▶ Required work
Edit the material from the line containing "Pick out every instance of the bridge truss" through the end, replacing "bench leg" with "bench armrest" and leaving everything else unchanged.

▶ Data entries
-=-=-=-=-

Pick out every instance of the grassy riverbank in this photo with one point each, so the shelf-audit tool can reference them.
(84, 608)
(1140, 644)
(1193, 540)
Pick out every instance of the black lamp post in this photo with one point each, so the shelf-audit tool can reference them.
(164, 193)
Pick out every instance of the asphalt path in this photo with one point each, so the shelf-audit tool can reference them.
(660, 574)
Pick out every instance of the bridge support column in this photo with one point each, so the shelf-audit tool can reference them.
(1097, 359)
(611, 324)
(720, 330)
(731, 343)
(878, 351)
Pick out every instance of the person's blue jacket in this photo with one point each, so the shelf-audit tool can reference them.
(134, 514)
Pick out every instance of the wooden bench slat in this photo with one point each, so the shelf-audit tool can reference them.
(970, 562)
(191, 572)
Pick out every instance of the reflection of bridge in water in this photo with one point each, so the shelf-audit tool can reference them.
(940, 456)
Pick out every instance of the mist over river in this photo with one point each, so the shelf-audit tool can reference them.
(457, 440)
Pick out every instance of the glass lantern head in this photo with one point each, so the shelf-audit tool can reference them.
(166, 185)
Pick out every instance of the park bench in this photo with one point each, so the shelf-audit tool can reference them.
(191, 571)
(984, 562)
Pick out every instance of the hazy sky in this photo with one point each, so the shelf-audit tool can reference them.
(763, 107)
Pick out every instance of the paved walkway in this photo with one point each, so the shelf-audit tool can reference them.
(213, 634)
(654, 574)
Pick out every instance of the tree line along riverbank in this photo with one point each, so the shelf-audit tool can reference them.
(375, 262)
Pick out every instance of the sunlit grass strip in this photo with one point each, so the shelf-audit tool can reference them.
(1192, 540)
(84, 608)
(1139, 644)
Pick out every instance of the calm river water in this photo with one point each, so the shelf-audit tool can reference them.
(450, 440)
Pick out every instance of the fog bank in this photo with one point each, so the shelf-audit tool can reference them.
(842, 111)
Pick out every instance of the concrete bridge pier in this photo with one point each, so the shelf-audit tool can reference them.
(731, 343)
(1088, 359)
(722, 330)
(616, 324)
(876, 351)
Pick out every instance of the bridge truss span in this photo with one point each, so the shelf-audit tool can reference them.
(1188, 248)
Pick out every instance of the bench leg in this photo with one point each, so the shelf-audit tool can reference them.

-=-=-=-=-

▶ Expected answer
Pick out every instance of the bridge truss span in this photo with one point each, so the shelf-audit tool can reference them.
(1188, 248)
Pick out every instance of the bench armrest in this photo with one point each, so the shelf-audit tool can reference them.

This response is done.